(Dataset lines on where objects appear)
_ _ _ _

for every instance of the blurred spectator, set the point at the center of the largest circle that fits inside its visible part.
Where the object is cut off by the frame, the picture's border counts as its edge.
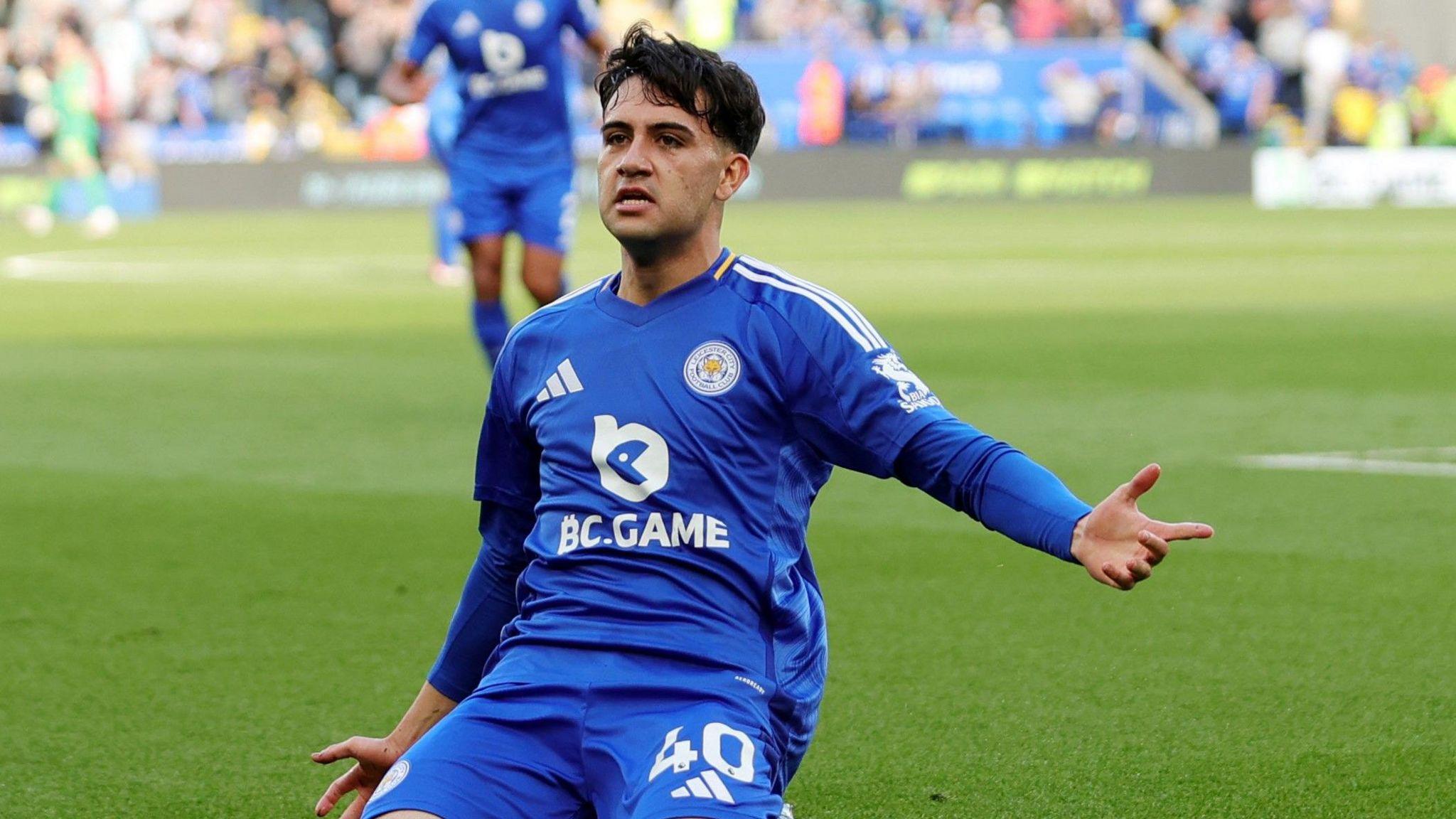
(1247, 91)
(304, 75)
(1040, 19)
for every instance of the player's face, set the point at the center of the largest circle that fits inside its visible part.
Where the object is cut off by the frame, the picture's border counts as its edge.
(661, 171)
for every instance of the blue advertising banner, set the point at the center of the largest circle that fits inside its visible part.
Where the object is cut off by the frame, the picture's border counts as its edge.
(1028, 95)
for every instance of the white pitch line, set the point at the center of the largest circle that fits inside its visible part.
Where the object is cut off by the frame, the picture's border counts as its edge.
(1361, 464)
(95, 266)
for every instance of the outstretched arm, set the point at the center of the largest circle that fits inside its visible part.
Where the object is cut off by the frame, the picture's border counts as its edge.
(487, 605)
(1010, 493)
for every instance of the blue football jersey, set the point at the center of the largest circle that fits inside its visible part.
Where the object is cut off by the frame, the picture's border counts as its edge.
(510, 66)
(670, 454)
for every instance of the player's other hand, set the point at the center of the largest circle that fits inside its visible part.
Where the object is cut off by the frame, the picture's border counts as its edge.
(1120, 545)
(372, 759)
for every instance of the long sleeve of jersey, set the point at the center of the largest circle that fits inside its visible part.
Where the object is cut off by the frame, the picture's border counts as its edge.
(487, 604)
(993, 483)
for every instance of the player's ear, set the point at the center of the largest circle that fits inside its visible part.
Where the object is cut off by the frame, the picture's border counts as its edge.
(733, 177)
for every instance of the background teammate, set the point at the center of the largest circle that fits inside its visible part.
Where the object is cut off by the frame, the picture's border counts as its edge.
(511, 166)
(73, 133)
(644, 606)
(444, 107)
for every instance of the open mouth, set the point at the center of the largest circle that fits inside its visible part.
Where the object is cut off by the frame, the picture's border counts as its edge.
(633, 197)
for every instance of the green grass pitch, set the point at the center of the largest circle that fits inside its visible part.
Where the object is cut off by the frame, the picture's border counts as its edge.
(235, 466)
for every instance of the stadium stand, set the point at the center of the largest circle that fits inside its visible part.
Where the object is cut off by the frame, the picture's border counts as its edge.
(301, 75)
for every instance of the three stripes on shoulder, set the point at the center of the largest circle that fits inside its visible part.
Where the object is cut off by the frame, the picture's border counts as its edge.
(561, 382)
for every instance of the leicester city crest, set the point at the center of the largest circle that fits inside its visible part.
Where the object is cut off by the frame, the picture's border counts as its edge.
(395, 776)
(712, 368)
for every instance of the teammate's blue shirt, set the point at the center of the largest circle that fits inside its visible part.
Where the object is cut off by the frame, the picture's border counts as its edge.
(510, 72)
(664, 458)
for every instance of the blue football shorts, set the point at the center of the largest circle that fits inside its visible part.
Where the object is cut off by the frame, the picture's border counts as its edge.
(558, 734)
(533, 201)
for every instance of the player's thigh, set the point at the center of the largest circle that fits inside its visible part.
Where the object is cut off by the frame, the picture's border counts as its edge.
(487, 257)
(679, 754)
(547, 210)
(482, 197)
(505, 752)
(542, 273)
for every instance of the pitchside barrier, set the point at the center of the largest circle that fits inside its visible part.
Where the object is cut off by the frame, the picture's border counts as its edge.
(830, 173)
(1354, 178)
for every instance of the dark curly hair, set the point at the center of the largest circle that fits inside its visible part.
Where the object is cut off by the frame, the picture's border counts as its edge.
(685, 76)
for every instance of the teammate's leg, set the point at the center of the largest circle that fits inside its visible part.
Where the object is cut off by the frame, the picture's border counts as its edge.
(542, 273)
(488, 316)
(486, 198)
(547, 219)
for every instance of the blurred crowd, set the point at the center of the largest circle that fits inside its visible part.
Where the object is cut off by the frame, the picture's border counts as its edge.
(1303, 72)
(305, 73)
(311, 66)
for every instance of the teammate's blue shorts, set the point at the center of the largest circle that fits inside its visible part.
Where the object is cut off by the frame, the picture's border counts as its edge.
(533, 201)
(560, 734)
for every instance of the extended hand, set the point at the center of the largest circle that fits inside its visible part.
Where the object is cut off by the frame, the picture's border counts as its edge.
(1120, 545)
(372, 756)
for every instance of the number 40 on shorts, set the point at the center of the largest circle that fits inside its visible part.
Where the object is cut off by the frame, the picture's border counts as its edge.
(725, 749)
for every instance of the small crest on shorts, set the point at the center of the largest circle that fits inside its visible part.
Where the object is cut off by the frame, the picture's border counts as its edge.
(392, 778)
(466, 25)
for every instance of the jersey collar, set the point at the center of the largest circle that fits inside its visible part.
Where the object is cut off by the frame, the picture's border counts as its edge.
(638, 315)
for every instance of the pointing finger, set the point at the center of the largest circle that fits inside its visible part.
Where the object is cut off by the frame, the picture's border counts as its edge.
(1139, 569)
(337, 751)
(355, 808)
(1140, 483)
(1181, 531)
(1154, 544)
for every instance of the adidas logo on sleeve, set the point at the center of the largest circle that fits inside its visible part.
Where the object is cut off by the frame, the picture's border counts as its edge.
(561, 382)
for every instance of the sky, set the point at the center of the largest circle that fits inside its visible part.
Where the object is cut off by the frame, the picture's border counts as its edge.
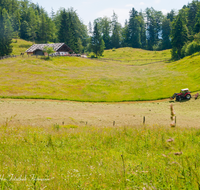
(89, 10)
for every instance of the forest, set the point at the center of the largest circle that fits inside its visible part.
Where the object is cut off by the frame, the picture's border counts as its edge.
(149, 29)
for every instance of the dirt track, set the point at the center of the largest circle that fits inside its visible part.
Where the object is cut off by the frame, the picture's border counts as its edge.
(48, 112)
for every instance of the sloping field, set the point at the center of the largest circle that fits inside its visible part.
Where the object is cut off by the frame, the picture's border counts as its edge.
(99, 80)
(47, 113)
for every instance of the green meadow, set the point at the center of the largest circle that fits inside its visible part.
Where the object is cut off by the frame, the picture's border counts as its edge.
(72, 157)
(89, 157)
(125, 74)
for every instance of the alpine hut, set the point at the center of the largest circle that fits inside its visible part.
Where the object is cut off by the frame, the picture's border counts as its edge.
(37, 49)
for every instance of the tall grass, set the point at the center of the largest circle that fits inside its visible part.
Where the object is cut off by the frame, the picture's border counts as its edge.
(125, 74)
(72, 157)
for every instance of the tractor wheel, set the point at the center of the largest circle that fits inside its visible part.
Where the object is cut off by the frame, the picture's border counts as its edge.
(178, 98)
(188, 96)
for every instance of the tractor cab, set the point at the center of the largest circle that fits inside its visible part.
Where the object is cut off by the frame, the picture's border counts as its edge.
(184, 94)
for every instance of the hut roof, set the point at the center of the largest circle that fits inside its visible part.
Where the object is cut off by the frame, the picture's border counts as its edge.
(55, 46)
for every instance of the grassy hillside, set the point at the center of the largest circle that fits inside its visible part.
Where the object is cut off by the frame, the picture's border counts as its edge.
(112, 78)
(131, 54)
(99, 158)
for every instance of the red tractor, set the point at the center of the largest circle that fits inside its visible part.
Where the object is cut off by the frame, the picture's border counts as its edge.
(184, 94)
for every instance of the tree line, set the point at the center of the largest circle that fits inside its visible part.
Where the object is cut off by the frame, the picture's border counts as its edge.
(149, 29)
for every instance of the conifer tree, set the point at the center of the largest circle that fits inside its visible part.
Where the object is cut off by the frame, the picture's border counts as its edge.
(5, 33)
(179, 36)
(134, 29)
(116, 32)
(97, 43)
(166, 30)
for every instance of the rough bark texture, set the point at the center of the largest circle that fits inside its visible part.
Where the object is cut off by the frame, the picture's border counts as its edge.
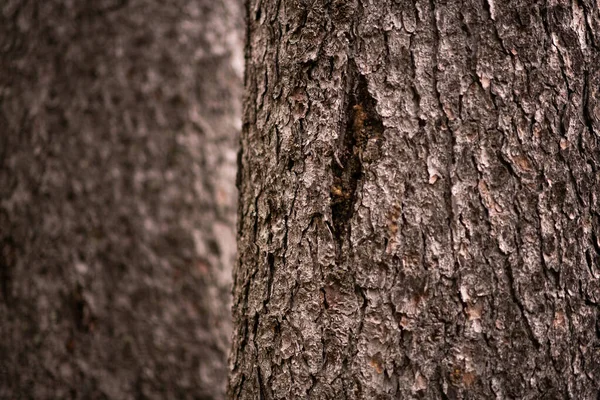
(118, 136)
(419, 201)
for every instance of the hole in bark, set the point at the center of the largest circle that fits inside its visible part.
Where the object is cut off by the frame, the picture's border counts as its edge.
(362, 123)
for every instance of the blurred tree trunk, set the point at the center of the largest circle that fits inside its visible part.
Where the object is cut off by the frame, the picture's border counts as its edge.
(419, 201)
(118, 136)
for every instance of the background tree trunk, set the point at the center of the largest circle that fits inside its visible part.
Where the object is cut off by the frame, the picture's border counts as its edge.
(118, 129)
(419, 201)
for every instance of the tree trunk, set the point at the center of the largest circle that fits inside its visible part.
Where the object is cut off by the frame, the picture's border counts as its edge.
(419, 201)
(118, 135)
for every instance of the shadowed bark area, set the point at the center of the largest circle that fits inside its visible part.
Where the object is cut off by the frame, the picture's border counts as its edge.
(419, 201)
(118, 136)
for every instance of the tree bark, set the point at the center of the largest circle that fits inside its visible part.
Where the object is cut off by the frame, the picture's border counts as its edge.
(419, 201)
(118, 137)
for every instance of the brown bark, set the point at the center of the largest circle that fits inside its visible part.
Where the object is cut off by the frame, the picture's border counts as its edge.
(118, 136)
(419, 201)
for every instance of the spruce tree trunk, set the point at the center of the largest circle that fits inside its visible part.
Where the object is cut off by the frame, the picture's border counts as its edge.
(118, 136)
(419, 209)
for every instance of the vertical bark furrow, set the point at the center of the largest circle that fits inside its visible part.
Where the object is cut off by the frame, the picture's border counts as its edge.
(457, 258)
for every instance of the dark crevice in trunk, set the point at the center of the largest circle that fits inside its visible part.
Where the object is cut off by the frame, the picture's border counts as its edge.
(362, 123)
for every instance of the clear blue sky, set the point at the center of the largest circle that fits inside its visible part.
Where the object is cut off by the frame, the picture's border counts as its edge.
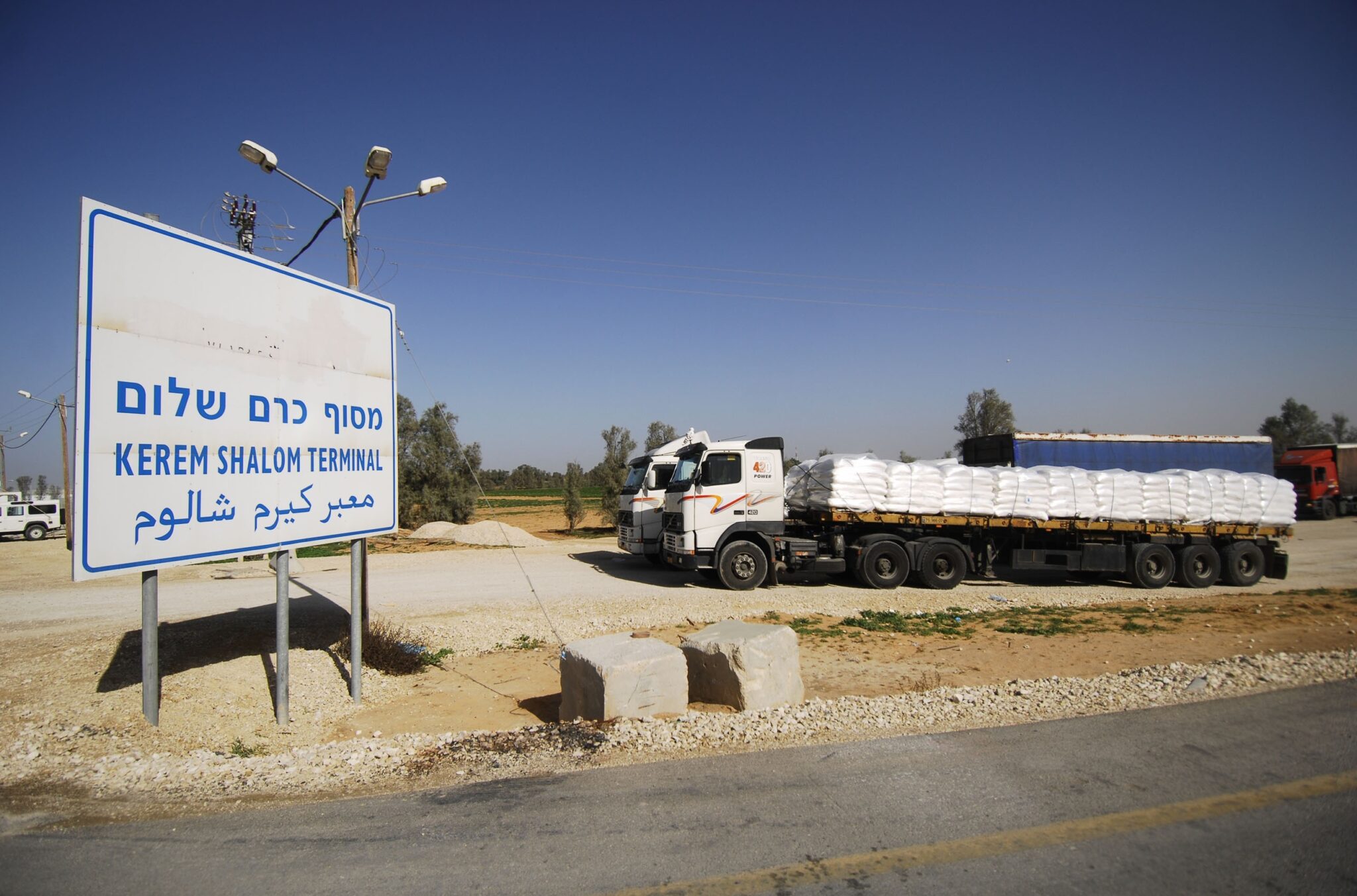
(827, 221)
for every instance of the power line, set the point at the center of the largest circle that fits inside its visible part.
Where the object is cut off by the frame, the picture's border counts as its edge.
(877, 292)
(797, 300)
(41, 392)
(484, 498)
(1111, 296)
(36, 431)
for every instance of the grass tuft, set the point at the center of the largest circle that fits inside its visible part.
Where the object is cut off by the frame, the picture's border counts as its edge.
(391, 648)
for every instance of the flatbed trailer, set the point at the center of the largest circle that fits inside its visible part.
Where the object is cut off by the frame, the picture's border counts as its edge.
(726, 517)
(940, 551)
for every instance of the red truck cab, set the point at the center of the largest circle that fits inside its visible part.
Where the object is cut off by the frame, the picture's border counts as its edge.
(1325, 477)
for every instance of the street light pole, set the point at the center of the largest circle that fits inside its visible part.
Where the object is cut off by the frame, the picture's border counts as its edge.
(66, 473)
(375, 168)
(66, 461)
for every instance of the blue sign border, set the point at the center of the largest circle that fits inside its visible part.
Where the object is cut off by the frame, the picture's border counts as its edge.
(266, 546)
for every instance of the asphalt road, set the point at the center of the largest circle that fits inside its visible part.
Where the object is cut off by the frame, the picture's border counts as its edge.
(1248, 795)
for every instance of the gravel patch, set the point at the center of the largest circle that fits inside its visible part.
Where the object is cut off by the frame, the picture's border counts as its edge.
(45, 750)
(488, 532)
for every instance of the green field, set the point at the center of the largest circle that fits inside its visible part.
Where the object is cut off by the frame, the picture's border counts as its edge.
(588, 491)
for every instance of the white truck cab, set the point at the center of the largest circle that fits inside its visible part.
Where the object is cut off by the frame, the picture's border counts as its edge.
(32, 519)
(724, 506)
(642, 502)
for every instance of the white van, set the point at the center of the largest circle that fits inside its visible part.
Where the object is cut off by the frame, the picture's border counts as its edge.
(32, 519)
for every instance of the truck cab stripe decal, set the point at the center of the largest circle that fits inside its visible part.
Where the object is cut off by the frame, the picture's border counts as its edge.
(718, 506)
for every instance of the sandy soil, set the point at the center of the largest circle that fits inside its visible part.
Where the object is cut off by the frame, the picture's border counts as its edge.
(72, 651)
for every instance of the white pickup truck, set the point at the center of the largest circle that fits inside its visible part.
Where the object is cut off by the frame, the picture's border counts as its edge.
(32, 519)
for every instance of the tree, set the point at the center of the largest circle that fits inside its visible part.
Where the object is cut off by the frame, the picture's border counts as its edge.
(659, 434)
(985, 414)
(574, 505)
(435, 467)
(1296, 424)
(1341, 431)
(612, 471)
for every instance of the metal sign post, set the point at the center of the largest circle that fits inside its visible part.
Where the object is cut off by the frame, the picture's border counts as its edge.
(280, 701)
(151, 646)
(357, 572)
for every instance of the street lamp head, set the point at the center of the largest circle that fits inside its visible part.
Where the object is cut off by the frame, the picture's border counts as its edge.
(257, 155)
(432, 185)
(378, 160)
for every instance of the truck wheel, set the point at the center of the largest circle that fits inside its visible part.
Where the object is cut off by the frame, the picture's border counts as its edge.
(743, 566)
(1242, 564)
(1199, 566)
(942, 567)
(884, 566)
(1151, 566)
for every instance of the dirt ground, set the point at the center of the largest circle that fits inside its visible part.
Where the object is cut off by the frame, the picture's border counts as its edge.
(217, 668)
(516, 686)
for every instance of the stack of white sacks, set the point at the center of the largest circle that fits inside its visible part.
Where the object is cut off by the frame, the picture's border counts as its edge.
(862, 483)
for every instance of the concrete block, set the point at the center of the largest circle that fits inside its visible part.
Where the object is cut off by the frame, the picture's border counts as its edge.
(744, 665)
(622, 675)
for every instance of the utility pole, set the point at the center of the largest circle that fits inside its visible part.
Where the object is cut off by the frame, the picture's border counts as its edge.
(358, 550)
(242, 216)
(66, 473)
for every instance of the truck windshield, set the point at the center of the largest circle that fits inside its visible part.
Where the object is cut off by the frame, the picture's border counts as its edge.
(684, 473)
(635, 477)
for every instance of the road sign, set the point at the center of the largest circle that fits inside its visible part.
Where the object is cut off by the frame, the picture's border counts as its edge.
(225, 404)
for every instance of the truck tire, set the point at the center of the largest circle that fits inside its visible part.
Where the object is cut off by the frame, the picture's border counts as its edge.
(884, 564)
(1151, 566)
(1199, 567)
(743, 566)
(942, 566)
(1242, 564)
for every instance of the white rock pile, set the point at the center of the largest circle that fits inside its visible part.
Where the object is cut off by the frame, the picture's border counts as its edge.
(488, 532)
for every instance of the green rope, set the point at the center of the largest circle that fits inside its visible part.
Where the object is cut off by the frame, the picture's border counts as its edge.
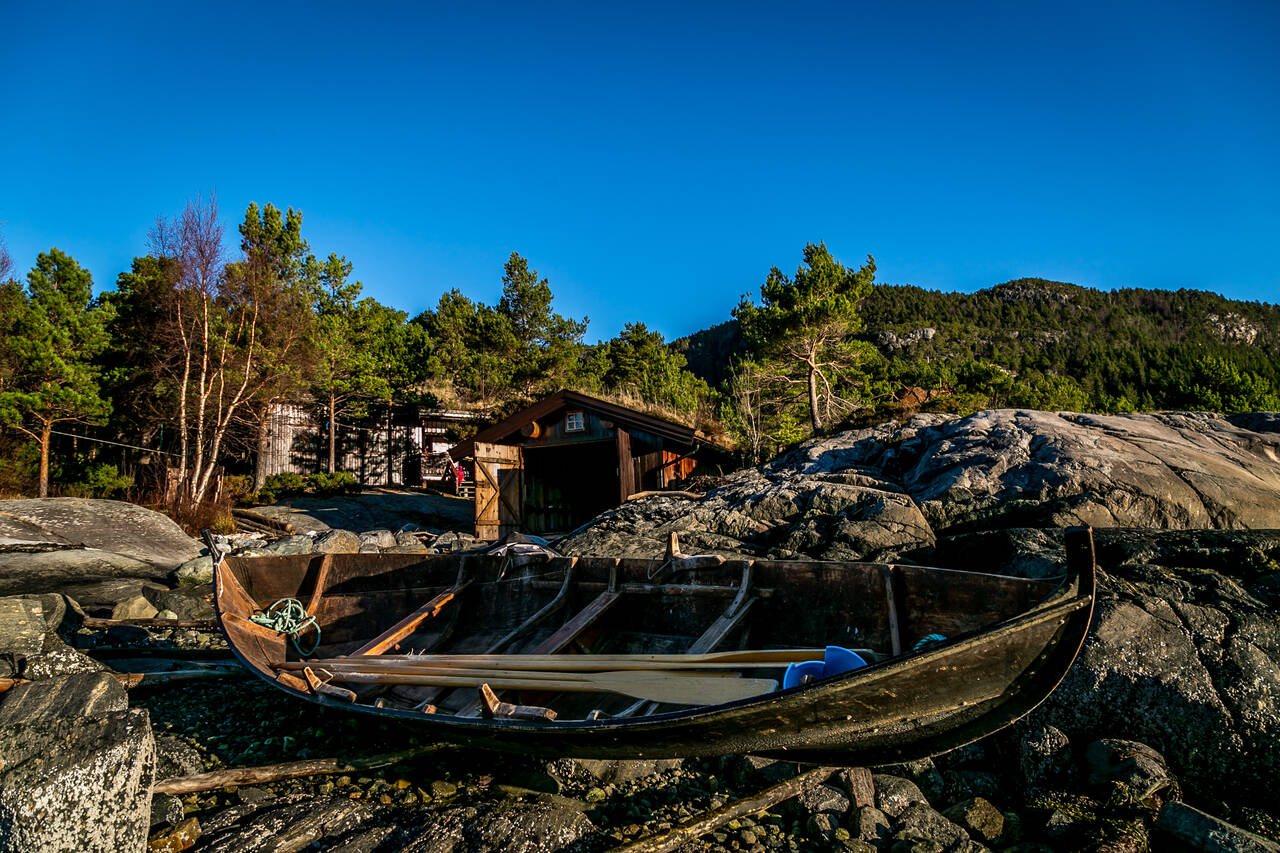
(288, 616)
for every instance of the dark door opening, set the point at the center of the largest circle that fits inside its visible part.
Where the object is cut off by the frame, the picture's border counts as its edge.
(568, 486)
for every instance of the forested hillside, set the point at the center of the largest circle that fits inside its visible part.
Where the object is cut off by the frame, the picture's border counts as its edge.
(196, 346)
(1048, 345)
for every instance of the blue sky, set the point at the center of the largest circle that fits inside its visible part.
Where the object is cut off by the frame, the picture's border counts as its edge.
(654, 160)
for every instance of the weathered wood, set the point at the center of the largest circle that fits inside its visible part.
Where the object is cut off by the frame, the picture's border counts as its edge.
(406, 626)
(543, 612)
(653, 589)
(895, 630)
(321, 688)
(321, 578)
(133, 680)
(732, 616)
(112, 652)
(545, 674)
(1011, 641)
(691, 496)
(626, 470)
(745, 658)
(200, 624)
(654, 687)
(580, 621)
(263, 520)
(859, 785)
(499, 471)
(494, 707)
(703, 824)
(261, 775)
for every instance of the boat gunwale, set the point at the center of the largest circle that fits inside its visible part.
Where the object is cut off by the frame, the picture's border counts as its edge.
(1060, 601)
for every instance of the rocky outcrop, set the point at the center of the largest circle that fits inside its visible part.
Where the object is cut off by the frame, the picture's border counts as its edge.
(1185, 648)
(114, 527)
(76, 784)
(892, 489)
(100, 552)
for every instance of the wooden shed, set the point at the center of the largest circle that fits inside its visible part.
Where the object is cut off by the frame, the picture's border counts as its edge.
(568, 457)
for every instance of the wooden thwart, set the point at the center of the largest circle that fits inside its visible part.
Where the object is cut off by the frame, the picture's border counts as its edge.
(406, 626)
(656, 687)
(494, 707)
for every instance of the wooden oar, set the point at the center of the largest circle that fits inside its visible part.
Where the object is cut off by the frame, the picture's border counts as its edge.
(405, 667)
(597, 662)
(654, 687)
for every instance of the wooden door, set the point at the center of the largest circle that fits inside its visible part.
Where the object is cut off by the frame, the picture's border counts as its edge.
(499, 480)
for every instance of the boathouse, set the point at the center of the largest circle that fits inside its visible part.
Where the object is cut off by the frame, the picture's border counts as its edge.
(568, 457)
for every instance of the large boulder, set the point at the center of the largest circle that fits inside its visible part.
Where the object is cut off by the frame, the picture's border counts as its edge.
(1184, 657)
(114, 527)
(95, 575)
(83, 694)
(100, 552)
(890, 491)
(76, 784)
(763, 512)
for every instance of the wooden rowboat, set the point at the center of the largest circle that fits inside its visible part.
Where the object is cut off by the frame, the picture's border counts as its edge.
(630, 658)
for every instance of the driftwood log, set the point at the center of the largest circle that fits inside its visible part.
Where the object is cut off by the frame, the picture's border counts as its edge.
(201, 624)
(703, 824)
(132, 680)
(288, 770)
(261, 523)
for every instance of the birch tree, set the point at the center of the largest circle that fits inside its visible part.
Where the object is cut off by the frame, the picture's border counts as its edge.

_ _ _ _

OBJECTIVE
Render the lines starting at the one containing "for every instance of the blue sign" and ending at the one containing "(1248, 795)" as a two-column CSV with columns instruction_text and point, one row per instruction and its answer. Put each field in quotes and replace line breaks with spaces.

WRITTEN REPLY
instruction_text,point
"for every instance of the blue sign border, set the point at the center of the largest circle that fits inside its visible part. Where the object is cut off by the frame, the picture's border counts as its edge.","(266, 546)"
"for every instance of the asphalt road, set the point at the center of the largest circle that fits inside its visible part. Where the object is cut off by the frame, the picture's border counts as its edge.","(1248, 795)"